- ОПИСАНИЕ ЗАДАЧИ
Переименуйте «Format example» в «Sample format» во всех строках ниже. Перепишите строки целиком, больше ничего не меняя.
↓
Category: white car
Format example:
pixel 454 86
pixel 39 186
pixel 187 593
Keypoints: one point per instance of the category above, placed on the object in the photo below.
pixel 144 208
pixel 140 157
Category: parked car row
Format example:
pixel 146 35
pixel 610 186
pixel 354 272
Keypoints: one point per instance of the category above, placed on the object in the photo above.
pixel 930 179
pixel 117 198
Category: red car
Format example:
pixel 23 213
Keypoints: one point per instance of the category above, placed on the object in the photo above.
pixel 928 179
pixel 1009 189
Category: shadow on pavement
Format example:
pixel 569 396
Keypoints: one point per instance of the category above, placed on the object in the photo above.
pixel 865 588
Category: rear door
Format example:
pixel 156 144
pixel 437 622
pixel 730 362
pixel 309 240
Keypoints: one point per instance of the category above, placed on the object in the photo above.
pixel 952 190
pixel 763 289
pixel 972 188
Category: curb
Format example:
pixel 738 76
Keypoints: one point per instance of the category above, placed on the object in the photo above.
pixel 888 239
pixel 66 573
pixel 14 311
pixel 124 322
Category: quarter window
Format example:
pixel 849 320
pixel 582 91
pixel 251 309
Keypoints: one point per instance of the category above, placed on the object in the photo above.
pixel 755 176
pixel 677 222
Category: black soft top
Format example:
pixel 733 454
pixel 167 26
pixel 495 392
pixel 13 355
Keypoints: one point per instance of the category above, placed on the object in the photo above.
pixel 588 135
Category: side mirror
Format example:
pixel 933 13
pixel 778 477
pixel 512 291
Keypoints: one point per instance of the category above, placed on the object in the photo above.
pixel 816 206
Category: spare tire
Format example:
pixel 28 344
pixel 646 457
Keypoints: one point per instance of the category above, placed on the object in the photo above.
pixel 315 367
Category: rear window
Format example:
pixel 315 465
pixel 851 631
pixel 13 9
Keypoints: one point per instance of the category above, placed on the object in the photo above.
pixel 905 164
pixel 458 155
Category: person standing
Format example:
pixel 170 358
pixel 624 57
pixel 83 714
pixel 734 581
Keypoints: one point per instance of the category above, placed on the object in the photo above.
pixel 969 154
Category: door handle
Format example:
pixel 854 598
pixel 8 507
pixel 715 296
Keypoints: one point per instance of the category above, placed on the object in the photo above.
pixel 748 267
↑
- РЕШЕНИЕ
Category: white car
Sample format:
pixel 454 86
pixel 39 186
pixel 187 593
Keypoints: one point per instance of the category above, placed on the object in the photo below.
pixel 144 208
pixel 140 157
Category: parked car row
Sample format:
pixel 146 35
pixel 610 186
pixel 354 272
Keypoints: one point per instance of the category above, placed on the object in the photo above.
pixel 930 179
pixel 117 198
Category: red car
Sample format:
pixel 23 213
Keypoints: one point per instance of the category above, placed on the object in the photo above.
pixel 928 179
pixel 1009 189
Category: shadow on pavement
Sample format:
pixel 569 396
Keypoints: one point per instance of the category above, placed on the object in the photo above.
pixel 865 588
Category: rear door
Sample format:
pixel 156 144
pixel 437 622
pixel 730 362
pixel 309 240
Keypoints: one point per instance of the category above, placed on the object in the photo above.
pixel 952 190
pixel 763 289
pixel 972 188
Category: curb
Sample format:
pixel 738 76
Keypoints: one point per instance of the category above, placed on the object in the photo above.
pixel 888 239
pixel 66 573
pixel 14 311
pixel 124 322
Category: quarter window
Sample format:
pixel 849 320
pixel 582 91
pixel 251 309
Keypoints: one point per instance of the category above, placed on the object in the photo above.
pixel 755 176
pixel 677 222
Category: black soft top
Sample format:
pixel 733 454
pixel 167 26
pixel 495 392
pixel 13 355
Keypoints: one point per instance of the category above, placed on the object in the photo above.
pixel 588 135
Category: side mirror
Sample format:
pixel 933 13
pixel 778 477
pixel 512 291
Keypoints: one point per instance of the category above, placed on the object in the photo above.
pixel 816 206
Category: spare tire
Sample format:
pixel 28 344
pixel 646 457
Keypoints: one point per instance of the category above, placed on the object in the photo above.
pixel 315 367
Category: rear window
Sample format:
pixel 315 465
pixel 851 631
pixel 13 9
Keypoints: one point per instance of the category above, placed on the object in the photo above.
pixel 905 164
pixel 458 155
Category: person standing
Sample format:
pixel 170 358
pixel 624 57
pixel 83 714
pixel 734 581
Keypoints: one point per instance of the category above, placed on the object in the photo above.
pixel 969 154
Category: door handle
Sample format:
pixel 854 598
pixel 8 507
pixel 715 296
Keypoints: one point per instance of the category above, placed on the object in the photo above.
pixel 748 267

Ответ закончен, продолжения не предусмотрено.